### Required action
Reproduce the entries that follow, exactly and in full.

### Task data
==================================================

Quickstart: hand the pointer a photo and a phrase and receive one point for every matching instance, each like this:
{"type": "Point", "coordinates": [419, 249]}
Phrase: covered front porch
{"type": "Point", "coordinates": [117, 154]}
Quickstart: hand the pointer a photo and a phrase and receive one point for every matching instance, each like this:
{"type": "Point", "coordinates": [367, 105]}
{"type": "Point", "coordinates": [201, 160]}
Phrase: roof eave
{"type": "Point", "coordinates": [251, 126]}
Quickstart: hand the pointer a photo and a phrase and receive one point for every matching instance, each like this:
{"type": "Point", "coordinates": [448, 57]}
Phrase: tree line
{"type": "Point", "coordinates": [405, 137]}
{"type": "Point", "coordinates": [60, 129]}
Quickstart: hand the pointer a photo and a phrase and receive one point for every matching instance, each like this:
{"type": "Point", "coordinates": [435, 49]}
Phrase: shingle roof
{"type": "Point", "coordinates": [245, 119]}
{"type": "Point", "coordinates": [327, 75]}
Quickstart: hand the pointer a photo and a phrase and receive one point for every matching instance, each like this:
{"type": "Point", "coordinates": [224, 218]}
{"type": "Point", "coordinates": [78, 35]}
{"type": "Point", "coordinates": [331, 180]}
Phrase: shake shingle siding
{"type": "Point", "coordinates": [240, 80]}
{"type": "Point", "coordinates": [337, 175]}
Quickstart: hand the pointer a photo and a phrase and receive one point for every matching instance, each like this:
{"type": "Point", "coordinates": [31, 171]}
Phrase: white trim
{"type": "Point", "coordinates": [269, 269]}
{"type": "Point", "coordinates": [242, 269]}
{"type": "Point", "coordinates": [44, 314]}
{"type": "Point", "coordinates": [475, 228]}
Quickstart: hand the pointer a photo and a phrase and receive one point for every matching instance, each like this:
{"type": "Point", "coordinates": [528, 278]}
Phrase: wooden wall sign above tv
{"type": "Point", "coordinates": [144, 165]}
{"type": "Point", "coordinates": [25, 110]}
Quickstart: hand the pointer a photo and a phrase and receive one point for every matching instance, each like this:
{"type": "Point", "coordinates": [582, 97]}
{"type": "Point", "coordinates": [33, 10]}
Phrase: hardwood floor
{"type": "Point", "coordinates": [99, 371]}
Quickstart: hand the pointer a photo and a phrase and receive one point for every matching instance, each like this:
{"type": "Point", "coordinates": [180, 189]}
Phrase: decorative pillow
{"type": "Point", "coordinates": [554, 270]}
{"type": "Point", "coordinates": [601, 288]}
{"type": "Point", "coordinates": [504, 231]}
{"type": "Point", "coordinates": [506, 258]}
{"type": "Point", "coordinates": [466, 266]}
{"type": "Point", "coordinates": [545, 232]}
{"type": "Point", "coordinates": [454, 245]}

==================================================

### Task result
Quickstart: hand the pointer a photo and a phrase and receive one point for every matching instance, each like this:
{"type": "Point", "coordinates": [419, 249]}
Phrase: covered front porch
{"type": "Point", "coordinates": [117, 154]}
Quickstart: hand the pointer a photo and a phrase and receive one point for every matching instance, each like this:
{"type": "Point", "coordinates": [367, 105]}
{"type": "Point", "coordinates": [201, 160]}
Phrase: roof eave
{"type": "Point", "coordinates": [251, 126]}
Quickstart: hand the pointer a photo and a phrase and receive one point for every matching instance, each like this:
{"type": "Point", "coordinates": [448, 57]}
Phrase: tree line
{"type": "Point", "coordinates": [405, 137]}
{"type": "Point", "coordinates": [60, 129]}
Quickstart: hand the pointer a photo and a phrase and receive one point for every matching instance, each like this:
{"type": "Point", "coordinates": [435, 49]}
Phrase: shingle roof
{"type": "Point", "coordinates": [245, 119]}
{"type": "Point", "coordinates": [327, 75]}
Quickstart: hand the pointer a photo and a phrase and receive one point for every matching instance, each like this:
{"type": "Point", "coordinates": [224, 218]}
{"type": "Point", "coordinates": [78, 35]}
{"type": "Point", "coordinates": [331, 180]}
Phrase: shake shingle siding
{"type": "Point", "coordinates": [240, 80]}
{"type": "Point", "coordinates": [337, 175]}
Quickstart: hand the pointer a photo and a phrase and receive one point for every matching instance, each like this:
{"type": "Point", "coordinates": [31, 171]}
Phrase: white trim
{"type": "Point", "coordinates": [269, 269]}
{"type": "Point", "coordinates": [242, 269]}
{"type": "Point", "coordinates": [44, 314]}
{"type": "Point", "coordinates": [475, 228]}
Quickstart: hand the pointer a photo and a phrase and receive one point for every matching instance, each like this:
{"type": "Point", "coordinates": [528, 278]}
Phrase: wooden wall sign above tv
{"type": "Point", "coordinates": [144, 165]}
{"type": "Point", "coordinates": [25, 110]}
Quickstart: hand the pointer a photo and a phrase and receive one point for every matching instance, each like this:
{"type": "Point", "coordinates": [582, 97]}
{"type": "Point", "coordinates": [33, 10]}
Phrase: hardwood floor
{"type": "Point", "coordinates": [99, 371]}
Quickstart: hand the pointer a photo and a phrase and receive one point for every matching instance, each like this:
{"type": "Point", "coordinates": [180, 189]}
Phrase: decorative pillow
{"type": "Point", "coordinates": [554, 270]}
{"type": "Point", "coordinates": [601, 288]}
{"type": "Point", "coordinates": [504, 231]}
{"type": "Point", "coordinates": [506, 258]}
{"type": "Point", "coordinates": [466, 266]}
{"type": "Point", "coordinates": [545, 232]}
{"type": "Point", "coordinates": [454, 245]}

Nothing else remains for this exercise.